> Given text:

To assist theaters in making the leap, studios are helping to pay for the equipment through so-called virtual print fees. In lieu of making and delivering 35-millimeter film prints — which cost about $1,000 each versus $100 to $200 for a digital print — studios are putting aside the money they save to help theaters buy the equipment they need to convert to digital projection systems.

But that financing is winding down. Under agreements with studios, exhibitors can qualify for the funding only if they install their digital equipment by the end of next year. Film prints — the reels that are threaded through projectors — could become unavailable as early as 2013, according to the National Assn. of Theatre Owners.

With digital distribution, a hard-drive copy of a movie is shipped to the theater, where it is inserted into a server that operates the projection system. In some cases, movies are also transmitted digitally via satellite.

John Fithian, the theater owner group's president, recently issued a dire warning at the industry's annual convention in Las Vegas.

"Simply put, if you don't make the decision to get on the digital train soon, you will be making the decision to get out of the business," Fithian told attendees. "That would be tragic because digital cinema and 3-D have so much to offer."

Overseas, theater operators also are rapidly converting to digital, although studios are expected to continue shipping film prints to some smaller countries for the foreseeable future.

Nearly half of all 39,000 screens in the U.S. are digital, up from just a few thousand in 2007. By year's end, about 23,000 digital screens will have been installed, mostly from expansion by the three largest theater chains: AMC Entertainment Inc., Regal Entertainment Group and Cinemark Holdings Inc. A consortium representing the circuits raised nearly $900 million to finance the rollout.

Despite the rapid expansion, Fithian is nonetheless concerned that several hundred smaller exhibitors — those with 10 or fewer screens — have held off installing digital equipment.

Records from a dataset
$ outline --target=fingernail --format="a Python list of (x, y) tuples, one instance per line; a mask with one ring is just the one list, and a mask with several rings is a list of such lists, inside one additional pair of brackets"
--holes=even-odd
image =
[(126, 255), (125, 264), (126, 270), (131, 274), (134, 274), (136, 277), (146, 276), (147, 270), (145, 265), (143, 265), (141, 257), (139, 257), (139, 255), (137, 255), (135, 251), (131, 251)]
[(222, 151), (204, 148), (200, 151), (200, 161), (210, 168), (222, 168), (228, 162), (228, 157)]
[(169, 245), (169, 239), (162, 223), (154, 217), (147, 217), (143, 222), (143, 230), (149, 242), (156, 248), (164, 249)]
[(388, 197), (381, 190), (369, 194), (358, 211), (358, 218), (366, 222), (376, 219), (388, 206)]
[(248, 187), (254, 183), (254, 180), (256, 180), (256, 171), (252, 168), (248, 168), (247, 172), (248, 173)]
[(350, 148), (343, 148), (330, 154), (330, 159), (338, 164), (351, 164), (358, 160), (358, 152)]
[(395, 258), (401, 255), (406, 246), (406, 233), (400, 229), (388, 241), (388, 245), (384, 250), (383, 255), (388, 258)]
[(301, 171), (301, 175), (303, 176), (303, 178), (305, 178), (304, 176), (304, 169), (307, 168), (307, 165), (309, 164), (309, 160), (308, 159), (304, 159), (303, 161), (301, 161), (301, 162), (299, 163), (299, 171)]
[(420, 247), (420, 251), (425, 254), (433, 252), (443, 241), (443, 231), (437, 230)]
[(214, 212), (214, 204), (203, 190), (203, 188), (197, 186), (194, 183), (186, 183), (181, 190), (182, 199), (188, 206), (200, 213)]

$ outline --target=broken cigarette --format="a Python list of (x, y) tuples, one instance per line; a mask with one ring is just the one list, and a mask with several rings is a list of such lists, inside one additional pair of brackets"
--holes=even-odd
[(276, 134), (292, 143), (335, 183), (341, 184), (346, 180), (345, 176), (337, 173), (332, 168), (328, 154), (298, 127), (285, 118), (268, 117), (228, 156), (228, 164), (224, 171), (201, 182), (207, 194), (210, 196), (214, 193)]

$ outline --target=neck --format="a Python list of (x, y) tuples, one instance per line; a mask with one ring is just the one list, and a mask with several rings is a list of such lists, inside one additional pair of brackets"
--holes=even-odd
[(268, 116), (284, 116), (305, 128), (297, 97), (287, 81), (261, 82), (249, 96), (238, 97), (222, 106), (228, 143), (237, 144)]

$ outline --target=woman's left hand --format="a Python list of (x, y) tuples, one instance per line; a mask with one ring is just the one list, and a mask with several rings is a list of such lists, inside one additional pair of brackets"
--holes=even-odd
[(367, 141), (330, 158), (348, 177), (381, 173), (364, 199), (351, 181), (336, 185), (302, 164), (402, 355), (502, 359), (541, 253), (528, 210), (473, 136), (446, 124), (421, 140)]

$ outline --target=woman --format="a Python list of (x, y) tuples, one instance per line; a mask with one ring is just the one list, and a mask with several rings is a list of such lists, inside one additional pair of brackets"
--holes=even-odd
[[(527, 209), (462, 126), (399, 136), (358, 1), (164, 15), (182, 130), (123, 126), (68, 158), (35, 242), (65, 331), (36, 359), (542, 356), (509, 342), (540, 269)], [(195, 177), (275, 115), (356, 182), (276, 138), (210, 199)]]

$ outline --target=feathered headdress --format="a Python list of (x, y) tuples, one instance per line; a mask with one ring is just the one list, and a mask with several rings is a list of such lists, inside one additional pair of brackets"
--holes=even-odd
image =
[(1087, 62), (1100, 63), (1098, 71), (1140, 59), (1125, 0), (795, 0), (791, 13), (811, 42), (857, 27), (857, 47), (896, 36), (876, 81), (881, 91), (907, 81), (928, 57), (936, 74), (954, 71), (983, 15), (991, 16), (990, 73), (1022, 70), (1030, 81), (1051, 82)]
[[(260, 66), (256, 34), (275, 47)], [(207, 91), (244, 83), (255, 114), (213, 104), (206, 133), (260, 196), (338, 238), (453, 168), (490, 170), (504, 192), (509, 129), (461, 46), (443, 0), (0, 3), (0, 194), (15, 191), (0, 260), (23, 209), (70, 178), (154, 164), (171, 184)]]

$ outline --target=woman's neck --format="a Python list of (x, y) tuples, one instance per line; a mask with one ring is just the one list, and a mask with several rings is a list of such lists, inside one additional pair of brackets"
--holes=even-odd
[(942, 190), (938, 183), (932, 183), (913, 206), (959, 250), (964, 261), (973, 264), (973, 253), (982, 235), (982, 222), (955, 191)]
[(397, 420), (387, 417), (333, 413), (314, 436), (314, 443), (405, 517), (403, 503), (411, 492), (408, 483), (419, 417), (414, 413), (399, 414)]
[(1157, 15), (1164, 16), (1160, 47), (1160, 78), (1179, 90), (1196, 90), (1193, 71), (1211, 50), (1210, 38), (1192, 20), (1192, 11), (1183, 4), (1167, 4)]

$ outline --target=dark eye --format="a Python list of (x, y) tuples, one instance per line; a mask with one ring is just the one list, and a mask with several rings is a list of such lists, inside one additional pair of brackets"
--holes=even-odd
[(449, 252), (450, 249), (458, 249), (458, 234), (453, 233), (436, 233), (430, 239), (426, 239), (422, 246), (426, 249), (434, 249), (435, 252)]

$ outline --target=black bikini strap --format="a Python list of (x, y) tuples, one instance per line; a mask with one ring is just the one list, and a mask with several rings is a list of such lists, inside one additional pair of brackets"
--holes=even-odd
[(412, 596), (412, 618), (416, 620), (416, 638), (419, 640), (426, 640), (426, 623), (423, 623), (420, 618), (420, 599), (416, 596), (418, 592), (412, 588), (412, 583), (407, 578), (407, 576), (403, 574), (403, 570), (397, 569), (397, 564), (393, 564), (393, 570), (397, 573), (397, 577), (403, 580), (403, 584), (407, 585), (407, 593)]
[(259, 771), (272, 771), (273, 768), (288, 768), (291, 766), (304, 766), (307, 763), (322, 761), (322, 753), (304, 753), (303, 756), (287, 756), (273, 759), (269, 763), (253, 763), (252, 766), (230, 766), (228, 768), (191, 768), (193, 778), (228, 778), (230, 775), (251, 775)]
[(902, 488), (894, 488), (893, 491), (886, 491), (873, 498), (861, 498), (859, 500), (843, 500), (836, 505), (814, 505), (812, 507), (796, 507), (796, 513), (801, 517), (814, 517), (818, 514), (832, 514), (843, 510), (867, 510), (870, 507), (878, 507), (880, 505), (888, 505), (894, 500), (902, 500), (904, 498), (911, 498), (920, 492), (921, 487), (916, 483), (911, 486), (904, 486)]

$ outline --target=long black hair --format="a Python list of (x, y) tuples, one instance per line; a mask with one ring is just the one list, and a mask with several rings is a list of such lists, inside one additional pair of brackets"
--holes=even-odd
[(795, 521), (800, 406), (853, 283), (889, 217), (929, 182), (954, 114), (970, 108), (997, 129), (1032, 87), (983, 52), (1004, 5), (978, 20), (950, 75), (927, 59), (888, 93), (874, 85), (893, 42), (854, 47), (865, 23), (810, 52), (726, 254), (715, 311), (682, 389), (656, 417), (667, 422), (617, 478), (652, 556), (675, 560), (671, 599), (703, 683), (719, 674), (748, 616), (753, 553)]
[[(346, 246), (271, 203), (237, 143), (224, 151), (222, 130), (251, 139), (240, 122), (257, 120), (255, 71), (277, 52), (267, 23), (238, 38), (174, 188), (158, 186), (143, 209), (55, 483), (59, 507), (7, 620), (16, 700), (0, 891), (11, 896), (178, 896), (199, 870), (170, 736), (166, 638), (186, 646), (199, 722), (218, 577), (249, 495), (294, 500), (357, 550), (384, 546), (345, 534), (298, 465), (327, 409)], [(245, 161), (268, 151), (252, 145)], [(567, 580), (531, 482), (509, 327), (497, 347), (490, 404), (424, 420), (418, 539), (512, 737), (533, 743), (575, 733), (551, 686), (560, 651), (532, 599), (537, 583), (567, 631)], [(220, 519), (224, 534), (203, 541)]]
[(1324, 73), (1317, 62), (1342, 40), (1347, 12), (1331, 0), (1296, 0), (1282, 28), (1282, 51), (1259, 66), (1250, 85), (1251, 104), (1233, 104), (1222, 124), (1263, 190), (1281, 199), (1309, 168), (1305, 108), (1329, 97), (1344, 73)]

> Given problem:
In the passage on theaters converting to digital projection, duplicate the text from "With digital distribution, a" up to and including "digitally via satellite.".

> Task result:
With digital distribution, a hard-drive copy of a movie is shipped to the theater, where it is inserted into a server that operates the projection system. In some cases, movies are also transmitted digitally via satellite.